No Provision for retirement benefits as required by the Accounting Standard to be made by the Company.
i) Earnings per share (EPS)
In determining Earnings per Share, the Company considers net profit after tax and includes post tax effect of any exceptional item. Number of shares used in computing basic earnings per share is the weighted average number of the shares, excluding the shares owned by the Trust, outstanding during the period. Dilutive earning per share is computed and disclosed after adjusting effect of all dilutive potential equity shares, if any except when result will be anti - dilutive. Dilutive potential equity Shares are deemed converted as at the beginning of the period, unless issued at a later date.

EXTRACTED DATA =>
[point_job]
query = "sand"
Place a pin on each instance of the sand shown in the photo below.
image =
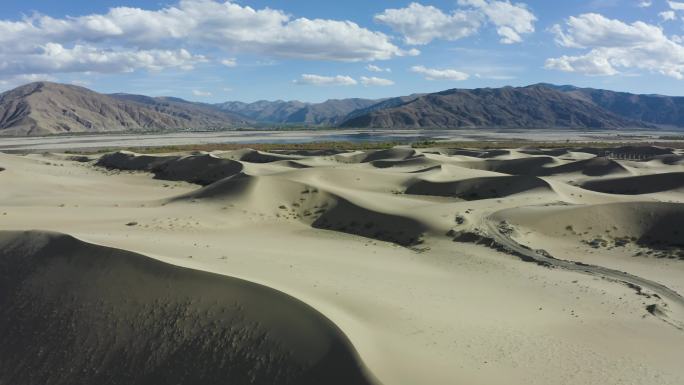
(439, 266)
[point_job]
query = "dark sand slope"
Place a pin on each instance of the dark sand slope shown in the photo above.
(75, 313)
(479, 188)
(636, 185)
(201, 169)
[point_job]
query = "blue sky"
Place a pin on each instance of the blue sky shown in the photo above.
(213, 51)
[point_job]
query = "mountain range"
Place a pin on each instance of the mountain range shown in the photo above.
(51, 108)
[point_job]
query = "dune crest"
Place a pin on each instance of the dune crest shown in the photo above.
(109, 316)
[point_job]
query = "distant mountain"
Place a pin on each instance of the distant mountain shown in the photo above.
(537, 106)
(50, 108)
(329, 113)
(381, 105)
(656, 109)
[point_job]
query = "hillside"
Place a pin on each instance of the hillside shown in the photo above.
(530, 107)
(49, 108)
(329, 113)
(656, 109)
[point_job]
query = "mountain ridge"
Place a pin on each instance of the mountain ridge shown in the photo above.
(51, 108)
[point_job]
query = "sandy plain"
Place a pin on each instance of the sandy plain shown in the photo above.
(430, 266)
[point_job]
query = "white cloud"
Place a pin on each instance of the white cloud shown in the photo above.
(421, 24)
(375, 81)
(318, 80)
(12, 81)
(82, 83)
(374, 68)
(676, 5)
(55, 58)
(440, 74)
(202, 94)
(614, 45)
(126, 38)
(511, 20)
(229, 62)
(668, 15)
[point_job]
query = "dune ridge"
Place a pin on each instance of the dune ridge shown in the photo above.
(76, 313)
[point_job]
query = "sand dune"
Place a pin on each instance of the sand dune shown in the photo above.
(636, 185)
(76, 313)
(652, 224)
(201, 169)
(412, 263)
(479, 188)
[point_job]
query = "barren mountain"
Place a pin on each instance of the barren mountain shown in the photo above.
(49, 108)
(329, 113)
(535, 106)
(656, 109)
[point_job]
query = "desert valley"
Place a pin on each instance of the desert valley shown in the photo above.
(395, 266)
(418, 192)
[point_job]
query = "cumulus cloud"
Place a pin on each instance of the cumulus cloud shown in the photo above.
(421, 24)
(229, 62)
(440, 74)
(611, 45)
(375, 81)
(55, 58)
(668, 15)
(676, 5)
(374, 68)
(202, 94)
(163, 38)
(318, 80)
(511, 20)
* * *
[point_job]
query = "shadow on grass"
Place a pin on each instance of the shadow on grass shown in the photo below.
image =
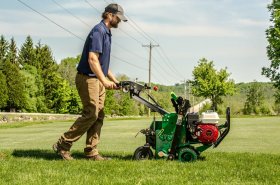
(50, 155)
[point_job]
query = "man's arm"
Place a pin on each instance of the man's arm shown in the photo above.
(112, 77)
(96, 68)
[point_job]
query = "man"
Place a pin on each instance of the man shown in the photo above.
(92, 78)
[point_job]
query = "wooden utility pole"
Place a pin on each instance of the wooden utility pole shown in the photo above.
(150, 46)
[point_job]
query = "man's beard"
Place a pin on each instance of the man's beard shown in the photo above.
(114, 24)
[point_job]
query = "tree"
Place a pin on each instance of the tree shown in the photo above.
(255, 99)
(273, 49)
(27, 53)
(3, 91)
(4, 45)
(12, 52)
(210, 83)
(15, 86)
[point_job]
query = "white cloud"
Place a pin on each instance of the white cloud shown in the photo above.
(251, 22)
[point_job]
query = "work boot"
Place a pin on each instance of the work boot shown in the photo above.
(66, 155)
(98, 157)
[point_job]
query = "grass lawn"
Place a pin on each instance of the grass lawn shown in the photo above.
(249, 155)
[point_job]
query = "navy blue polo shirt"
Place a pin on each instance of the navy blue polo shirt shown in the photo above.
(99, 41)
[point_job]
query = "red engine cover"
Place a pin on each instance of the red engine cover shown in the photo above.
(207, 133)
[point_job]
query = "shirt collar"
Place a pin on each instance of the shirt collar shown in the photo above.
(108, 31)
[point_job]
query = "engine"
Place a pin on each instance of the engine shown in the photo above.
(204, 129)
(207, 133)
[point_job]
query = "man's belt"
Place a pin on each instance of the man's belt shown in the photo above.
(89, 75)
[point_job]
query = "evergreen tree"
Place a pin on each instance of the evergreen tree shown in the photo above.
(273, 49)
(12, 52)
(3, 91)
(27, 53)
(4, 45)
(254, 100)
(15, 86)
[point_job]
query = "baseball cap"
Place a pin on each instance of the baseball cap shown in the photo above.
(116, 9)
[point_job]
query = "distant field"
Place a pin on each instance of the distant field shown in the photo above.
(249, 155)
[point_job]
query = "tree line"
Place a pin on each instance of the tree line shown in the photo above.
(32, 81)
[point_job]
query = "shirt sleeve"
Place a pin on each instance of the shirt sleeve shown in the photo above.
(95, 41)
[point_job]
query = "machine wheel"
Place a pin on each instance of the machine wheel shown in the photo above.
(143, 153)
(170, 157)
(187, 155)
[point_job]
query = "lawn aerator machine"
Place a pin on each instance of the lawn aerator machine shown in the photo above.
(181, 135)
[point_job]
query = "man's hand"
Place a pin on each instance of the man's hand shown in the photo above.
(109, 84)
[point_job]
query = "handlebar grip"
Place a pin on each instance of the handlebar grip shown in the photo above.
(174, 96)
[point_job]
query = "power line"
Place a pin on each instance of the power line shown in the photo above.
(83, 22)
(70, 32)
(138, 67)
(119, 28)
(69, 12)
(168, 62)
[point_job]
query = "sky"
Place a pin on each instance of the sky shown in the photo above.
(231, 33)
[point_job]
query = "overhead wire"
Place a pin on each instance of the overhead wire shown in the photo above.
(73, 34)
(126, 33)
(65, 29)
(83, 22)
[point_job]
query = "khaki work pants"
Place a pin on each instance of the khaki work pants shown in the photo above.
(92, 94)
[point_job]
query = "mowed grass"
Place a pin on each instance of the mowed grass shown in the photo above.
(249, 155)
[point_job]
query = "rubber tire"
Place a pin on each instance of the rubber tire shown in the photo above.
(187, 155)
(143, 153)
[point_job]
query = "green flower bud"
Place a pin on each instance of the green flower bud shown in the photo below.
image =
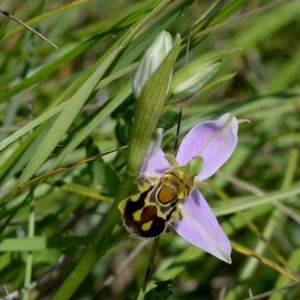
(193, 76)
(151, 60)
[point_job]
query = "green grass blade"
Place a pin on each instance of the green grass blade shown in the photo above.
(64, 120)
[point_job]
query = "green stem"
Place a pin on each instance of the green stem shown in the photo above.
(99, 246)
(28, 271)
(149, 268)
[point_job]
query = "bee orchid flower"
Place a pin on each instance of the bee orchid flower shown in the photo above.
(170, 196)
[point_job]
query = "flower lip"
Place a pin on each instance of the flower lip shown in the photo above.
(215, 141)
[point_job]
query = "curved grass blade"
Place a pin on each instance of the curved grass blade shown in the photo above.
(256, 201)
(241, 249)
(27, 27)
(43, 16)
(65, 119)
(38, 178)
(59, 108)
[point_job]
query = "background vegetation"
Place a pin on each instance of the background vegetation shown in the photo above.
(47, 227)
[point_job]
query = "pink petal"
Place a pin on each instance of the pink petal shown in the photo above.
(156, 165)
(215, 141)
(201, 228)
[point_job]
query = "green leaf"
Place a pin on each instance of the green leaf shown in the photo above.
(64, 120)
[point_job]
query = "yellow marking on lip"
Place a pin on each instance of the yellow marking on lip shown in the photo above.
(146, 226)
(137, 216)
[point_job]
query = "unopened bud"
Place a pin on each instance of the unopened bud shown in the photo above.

EXERCISE TASKS =>
1 – According to the accounting policy extract, which shares are excluded from the weighted average number used for basic earnings per share?
2 – Reproduce the accounting policy extract from "In determining Earnings" up to and including "a later date.".
3 – Write the next part of the accounting policy extract, picking up after its last sentence.
None of the material above is needed.

THE REPLIES =>
1 – The shares owned by the Trust.

2 –
In determining Earnings per Share, the Company considers net profit after tax and includes post tax effect of any exceptional item. Number of shares used in computing basic earnings per share is the weighted average number of the shares, excluding the shares owned by the Trust, outstanding during the period. Dilutive earning per share is computed and disclosed after adjusting effect of all dilutive potential equity shares, if any except when result will be anti - dilutive. Dilutive potential equity Shares are deemed converted as at the beginning of the period, unless issued at a later date.

3 –
j) Provisions, contingent liabilities and contingent assets
The Company creates a provision where there is present obligation as a result of a past event that probably requires an outflow of resources and a reliable estimate can be made of the amount of the obligation. A disclosure for a contingent liability is made when there is a possible or a present obligation that may, but probably will not require an outflow of resources. When there is a possible obligation in respect of which the likelihood of outflow of resources is remote, no provision or disclosure is made. Contingent Assets are disclosed only when an inflow of economic benefit is probable.
k) Cash and cash equivalents
Cash and cash equivalents comprise cash and cash on deposit with banks and corporations. The Company considers all highly liquid investments with a remaining maturity at the date of purchase of three months or less and that are readily convertible to known amounts of cash to be cash equivalents.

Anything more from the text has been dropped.